• _Task_: Please pull out each line in the rows below that contains the word "basketball".

• _Data_:
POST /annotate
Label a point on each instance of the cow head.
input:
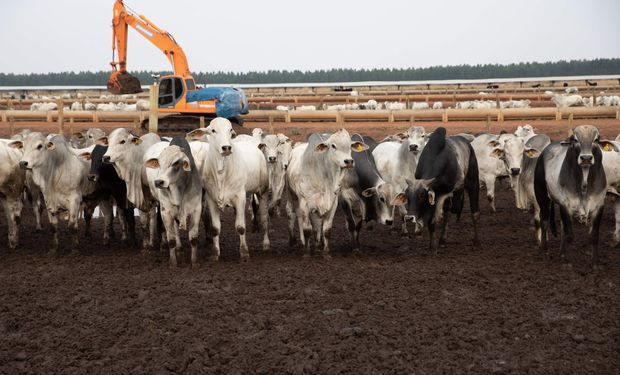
(417, 138)
(269, 146)
(121, 143)
(338, 148)
(219, 135)
(382, 200)
(173, 167)
(36, 148)
(583, 144)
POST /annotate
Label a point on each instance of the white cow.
(179, 196)
(525, 132)
(61, 176)
(314, 178)
(231, 172)
(12, 184)
(126, 152)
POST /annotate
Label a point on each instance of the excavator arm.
(121, 82)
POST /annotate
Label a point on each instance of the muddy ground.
(394, 308)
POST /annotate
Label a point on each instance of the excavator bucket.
(123, 83)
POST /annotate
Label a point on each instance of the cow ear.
(16, 144)
(608, 146)
(196, 133)
(152, 163)
(497, 152)
(431, 197)
(532, 153)
(358, 146)
(320, 147)
(399, 200)
(369, 192)
(494, 143)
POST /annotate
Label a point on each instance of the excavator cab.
(172, 89)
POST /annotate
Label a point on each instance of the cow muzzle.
(586, 159)
(226, 150)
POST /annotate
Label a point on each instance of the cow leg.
(193, 234)
(88, 217)
(616, 241)
(240, 226)
(263, 207)
(489, 182)
(169, 224)
(53, 219)
(594, 235)
(108, 214)
(12, 219)
(216, 227)
(290, 214)
(566, 234)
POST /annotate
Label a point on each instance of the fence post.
(60, 104)
(153, 95)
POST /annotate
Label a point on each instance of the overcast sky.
(245, 35)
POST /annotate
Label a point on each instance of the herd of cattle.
(416, 176)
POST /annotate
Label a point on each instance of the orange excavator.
(178, 95)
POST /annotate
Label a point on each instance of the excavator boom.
(120, 81)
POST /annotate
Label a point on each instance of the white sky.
(245, 35)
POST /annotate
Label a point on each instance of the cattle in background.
(488, 149)
(314, 178)
(109, 187)
(277, 150)
(571, 174)
(365, 196)
(230, 172)
(446, 170)
(126, 152)
(397, 160)
(61, 176)
(179, 196)
(524, 189)
(12, 184)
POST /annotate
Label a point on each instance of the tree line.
(480, 71)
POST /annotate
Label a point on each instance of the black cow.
(365, 196)
(570, 173)
(109, 187)
(446, 170)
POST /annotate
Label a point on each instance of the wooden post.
(61, 116)
(153, 95)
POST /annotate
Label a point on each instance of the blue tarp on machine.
(229, 102)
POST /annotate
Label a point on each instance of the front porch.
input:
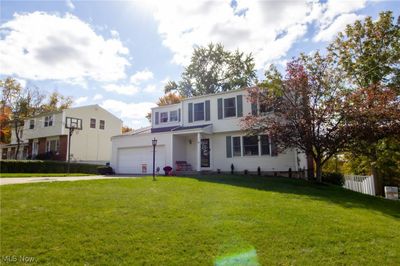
(193, 148)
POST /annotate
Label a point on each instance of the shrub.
(36, 166)
(105, 170)
(333, 178)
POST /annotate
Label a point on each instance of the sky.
(120, 54)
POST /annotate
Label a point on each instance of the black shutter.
(254, 108)
(228, 146)
(239, 105)
(220, 108)
(208, 110)
(190, 113)
(156, 119)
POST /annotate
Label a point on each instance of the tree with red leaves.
(306, 108)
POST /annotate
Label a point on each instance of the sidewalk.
(26, 180)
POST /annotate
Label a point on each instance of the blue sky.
(119, 54)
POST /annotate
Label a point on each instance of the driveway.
(26, 180)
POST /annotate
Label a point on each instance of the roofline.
(205, 95)
(218, 93)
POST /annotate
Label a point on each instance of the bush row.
(36, 166)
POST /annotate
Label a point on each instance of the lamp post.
(154, 142)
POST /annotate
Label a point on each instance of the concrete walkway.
(26, 180)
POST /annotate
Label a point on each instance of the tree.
(369, 54)
(5, 130)
(167, 99)
(306, 108)
(22, 103)
(212, 69)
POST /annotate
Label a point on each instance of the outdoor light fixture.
(154, 142)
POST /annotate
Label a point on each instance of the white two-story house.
(203, 133)
(46, 137)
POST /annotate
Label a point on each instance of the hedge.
(36, 166)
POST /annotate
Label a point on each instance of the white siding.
(93, 144)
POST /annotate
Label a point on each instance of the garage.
(139, 160)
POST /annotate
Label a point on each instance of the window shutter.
(239, 105)
(220, 108)
(228, 146)
(156, 118)
(254, 108)
(190, 113)
(208, 110)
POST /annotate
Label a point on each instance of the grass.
(197, 221)
(40, 174)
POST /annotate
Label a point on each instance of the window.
(237, 147)
(264, 145)
(198, 109)
(229, 107)
(52, 145)
(250, 145)
(164, 117)
(173, 116)
(48, 121)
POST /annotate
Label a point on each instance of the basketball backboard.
(74, 123)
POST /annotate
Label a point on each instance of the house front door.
(205, 153)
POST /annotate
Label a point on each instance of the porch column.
(198, 151)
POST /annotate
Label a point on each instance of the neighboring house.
(201, 133)
(45, 136)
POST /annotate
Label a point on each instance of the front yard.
(197, 221)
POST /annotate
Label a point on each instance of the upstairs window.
(52, 146)
(48, 121)
(237, 146)
(164, 117)
(173, 116)
(229, 107)
(198, 110)
(92, 123)
(250, 145)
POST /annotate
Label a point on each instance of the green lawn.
(197, 221)
(40, 174)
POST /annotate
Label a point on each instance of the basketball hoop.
(72, 124)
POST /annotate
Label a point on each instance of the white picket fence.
(360, 183)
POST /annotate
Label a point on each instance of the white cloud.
(333, 8)
(141, 76)
(22, 82)
(268, 29)
(122, 89)
(327, 34)
(98, 97)
(150, 88)
(81, 100)
(40, 46)
(69, 4)
(131, 113)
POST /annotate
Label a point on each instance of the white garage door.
(135, 160)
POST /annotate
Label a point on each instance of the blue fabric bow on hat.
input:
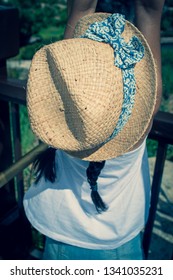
(126, 55)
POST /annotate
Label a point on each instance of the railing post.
(155, 189)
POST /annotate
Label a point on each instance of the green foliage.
(35, 15)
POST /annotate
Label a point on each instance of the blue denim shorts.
(55, 250)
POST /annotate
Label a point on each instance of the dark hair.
(44, 165)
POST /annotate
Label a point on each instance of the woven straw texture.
(75, 95)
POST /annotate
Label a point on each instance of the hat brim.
(142, 113)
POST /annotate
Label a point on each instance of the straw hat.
(75, 95)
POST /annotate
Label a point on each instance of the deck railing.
(12, 92)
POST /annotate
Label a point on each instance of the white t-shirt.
(64, 211)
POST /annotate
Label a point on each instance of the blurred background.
(43, 22)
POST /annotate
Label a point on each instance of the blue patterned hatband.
(126, 55)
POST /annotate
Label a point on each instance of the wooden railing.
(13, 92)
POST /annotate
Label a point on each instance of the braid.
(44, 165)
(93, 171)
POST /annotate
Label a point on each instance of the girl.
(92, 99)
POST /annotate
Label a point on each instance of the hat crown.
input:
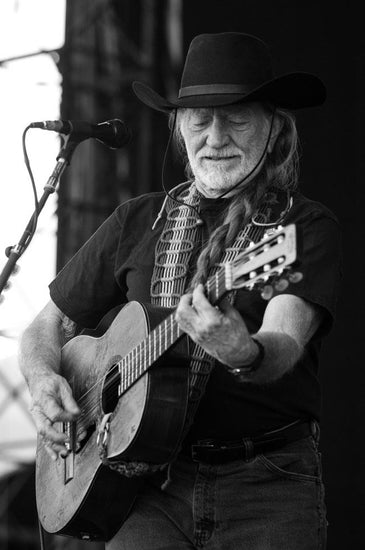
(227, 58)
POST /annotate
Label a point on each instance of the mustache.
(220, 155)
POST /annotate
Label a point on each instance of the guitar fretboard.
(162, 337)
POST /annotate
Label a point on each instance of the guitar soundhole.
(110, 392)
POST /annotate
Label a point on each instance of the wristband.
(254, 365)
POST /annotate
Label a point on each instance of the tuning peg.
(267, 292)
(295, 277)
(281, 285)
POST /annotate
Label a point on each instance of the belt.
(219, 452)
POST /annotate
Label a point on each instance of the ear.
(276, 129)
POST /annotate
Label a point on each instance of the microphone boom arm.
(15, 252)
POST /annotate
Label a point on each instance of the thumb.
(69, 404)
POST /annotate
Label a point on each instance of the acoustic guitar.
(133, 402)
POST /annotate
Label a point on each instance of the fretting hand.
(220, 332)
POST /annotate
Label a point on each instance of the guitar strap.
(173, 255)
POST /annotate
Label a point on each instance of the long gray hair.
(279, 172)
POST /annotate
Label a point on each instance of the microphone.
(113, 133)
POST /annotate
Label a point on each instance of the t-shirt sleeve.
(320, 263)
(86, 288)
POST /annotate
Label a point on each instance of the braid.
(237, 215)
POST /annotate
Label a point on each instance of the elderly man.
(246, 472)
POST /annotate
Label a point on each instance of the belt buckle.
(199, 449)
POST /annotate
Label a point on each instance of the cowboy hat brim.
(290, 91)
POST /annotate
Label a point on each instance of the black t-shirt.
(115, 266)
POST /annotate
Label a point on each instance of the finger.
(203, 306)
(45, 427)
(70, 407)
(50, 451)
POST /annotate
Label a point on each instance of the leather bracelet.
(254, 365)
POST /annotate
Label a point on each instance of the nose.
(217, 133)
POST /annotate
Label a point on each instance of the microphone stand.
(13, 253)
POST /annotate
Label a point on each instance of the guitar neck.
(262, 262)
(162, 337)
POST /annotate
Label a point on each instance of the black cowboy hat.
(227, 68)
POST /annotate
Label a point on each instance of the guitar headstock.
(268, 264)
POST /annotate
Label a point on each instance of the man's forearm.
(281, 354)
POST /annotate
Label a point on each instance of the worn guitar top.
(115, 266)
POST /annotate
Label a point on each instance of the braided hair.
(279, 172)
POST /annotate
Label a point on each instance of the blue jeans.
(273, 502)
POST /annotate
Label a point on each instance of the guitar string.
(90, 403)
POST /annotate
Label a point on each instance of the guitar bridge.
(69, 428)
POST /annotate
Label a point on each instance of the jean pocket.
(298, 461)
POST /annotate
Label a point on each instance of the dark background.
(320, 37)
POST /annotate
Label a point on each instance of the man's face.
(224, 144)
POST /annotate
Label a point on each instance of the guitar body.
(79, 496)
(135, 403)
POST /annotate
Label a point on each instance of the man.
(247, 471)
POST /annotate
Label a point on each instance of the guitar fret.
(160, 338)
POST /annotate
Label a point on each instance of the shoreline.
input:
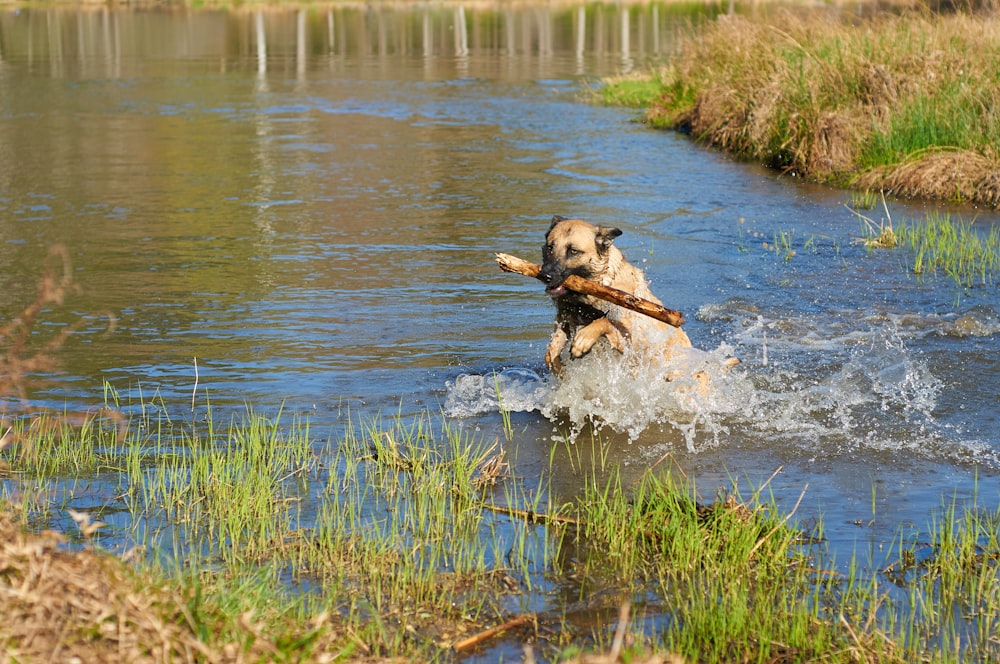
(906, 104)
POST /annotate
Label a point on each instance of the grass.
(907, 104)
(248, 538)
(413, 542)
(939, 244)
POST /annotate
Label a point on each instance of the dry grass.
(23, 351)
(907, 104)
(61, 606)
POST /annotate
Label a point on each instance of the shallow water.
(301, 208)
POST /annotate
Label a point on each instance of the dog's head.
(575, 247)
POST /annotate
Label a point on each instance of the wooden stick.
(510, 263)
(476, 639)
(533, 517)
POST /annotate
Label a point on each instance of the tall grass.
(400, 536)
(907, 104)
(939, 244)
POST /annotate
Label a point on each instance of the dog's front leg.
(588, 335)
(556, 343)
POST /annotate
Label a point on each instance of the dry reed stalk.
(841, 100)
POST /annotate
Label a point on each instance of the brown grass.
(907, 104)
(85, 606)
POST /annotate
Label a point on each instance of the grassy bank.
(412, 540)
(905, 104)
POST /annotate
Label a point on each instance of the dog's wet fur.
(573, 246)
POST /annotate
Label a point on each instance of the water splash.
(816, 389)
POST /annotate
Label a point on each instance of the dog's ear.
(605, 236)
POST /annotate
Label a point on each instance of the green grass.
(940, 245)
(403, 535)
(904, 103)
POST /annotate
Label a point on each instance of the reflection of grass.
(940, 244)
(390, 542)
(906, 103)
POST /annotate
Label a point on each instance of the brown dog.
(575, 247)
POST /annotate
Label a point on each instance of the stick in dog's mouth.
(556, 291)
(510, 263)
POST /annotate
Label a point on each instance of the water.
(301, 208)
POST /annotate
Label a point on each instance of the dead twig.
(672, 317)
(488, 634)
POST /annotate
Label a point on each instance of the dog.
(573, 246)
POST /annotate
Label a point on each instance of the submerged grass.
(970, 256)
(907, 104)
(400, 539)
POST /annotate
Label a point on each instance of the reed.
(408, 549)
(970, 256)
(906, 104)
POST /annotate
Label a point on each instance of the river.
(300, 208)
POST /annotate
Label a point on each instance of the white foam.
(814, 390)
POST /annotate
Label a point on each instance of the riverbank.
(906, 104)
(427, 548)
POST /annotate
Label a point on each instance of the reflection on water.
(306, 203)
(110, 42)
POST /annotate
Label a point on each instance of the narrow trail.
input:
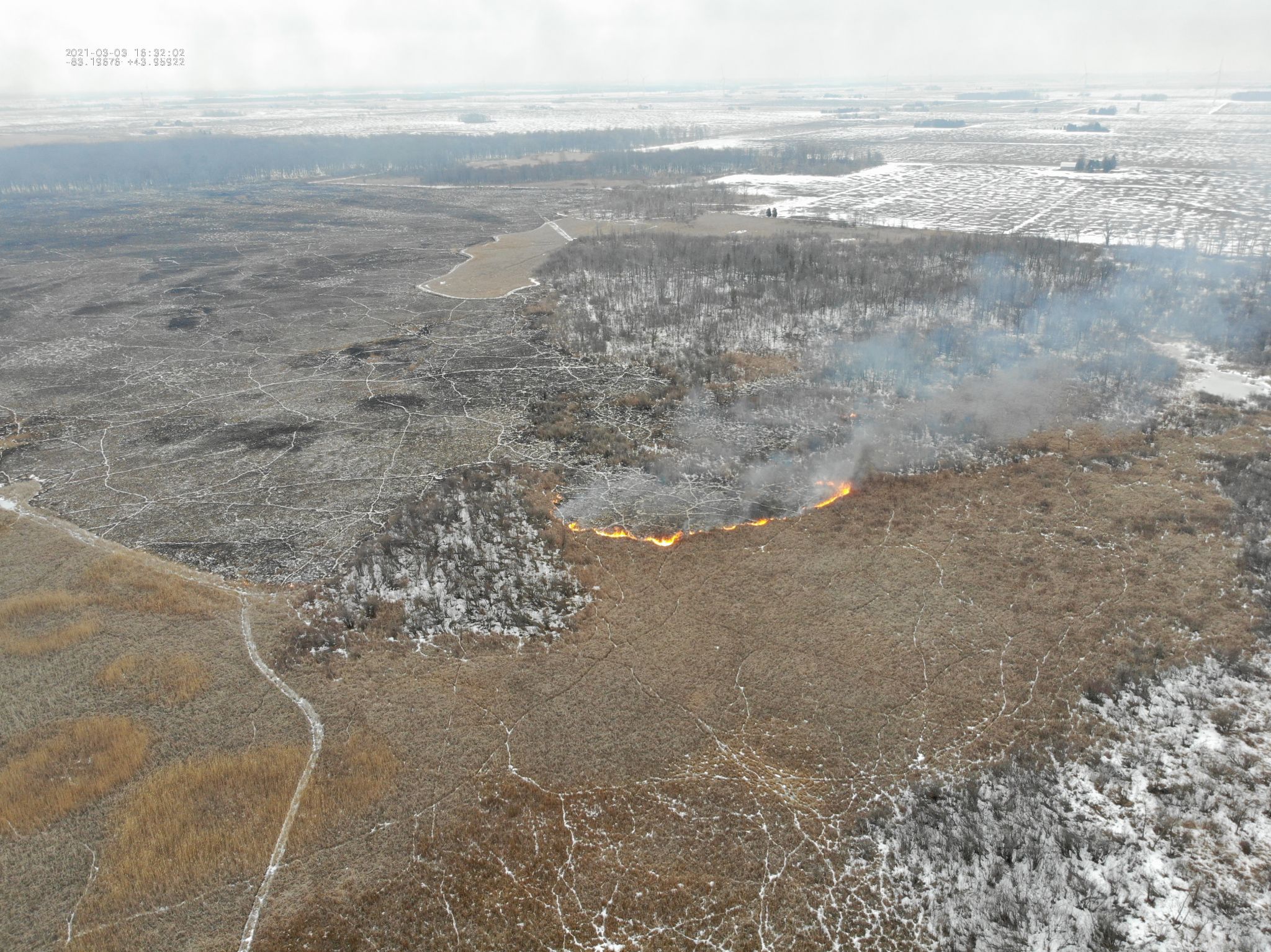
(19, 506)
(315, 735)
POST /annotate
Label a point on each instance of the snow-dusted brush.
(477, 557)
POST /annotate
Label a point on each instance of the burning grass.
(168, 680)
(837, 491)
(51, 772)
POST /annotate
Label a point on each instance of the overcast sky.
(269, 45)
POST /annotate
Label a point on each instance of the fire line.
(840, 490)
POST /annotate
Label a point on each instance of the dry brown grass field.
(120, 674)
(689, 765)
(161, 680)
(500, 267)
(54, 771)
(692, 763)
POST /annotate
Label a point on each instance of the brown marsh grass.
(194, 823)
(51, 772)
(124, 583)
(43, 621)
(215, 819)
(168, 680)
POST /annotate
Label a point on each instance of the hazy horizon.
(388, 46)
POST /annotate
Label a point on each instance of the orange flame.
(840, 490)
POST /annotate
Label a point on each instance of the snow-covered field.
(1193, 167)
(1211, 210)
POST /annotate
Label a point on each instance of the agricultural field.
(613, 547)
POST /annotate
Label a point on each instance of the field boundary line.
(315, 736)
(315, 726)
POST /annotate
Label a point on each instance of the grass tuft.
(51, 772)
(161, 680)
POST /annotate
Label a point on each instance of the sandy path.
(17, 497)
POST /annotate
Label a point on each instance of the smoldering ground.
(946, 383)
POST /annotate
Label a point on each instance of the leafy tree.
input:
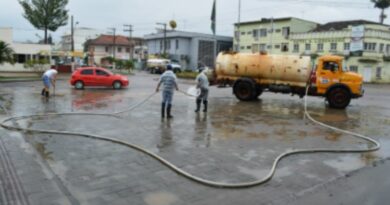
(6, 53)
(45, 14)
(381, 4)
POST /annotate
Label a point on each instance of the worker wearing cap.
(202, 83)
(49, 77)
(168, 79)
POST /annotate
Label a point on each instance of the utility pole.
(72, 41)
(113, 45)
(165, 37)
(129, 28)
(238, 26)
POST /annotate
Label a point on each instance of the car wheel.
(117, 85)
(79, 85)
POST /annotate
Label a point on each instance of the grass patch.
(11, 79)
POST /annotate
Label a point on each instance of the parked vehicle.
(251, 74)
(159, 65)
(94, 76)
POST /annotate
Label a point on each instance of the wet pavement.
(234, 142)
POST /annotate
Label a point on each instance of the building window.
(237, 34)
(347, 46)
(320, 47)
(333, 46)
(255, 48)
(296, 48)
(307, 47)
(369, 46)
(263, 32)
(284, 47)
(263, 47)
(286, 32)
(381, 47)
(378, 73)
(255, 33)
(353, 68)
(168, 44)
(236, 47)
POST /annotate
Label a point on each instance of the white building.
(189, 49)
(80, 36)
(23, 52)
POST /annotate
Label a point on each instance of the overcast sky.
(190, 15)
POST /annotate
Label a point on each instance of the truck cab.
(336, 84)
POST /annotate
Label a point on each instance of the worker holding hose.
(48, 78)
(203, 85)
(168, 79)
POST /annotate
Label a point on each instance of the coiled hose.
(165, 162)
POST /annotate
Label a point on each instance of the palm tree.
(6, 53)
(381, 4)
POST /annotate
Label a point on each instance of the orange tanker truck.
(252, 74)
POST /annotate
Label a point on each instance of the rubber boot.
(198, 101)
(162, 110)
(169, 111)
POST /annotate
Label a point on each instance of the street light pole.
(113, 46)
(72, 39)
(165, 37)
(238, 26)
(130, 30)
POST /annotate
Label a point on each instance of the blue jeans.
(167, 97)
(46, 81)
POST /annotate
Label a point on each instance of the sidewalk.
(19, 162)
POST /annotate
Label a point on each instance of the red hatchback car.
(93, 76)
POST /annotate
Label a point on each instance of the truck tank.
(263, 68)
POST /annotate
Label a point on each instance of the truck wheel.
(339, 98)
(245, 90)
(259, 91)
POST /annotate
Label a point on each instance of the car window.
(101, 72)
(332, 66)
(87, 72)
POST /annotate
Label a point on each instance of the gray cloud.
(190, 15)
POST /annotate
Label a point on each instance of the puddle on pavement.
(160, 198)
(256, 173)
(346, 163)
(283, 172)
(41, 148)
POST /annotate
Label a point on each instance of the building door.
(367, 74)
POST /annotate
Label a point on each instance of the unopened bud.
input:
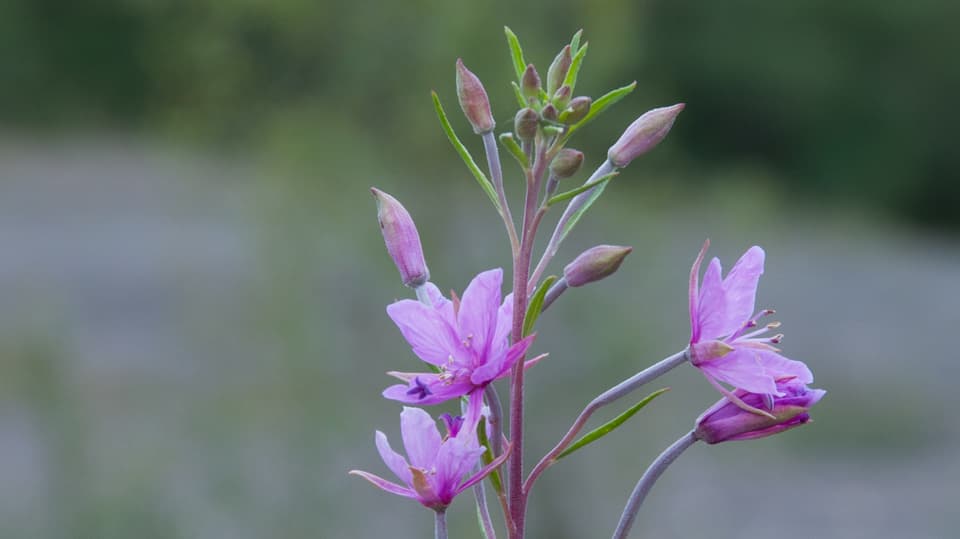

• _Solved problem_:
Label a point on each instance of the basketball backboard.
Label a point on each instance of the basketball hoop.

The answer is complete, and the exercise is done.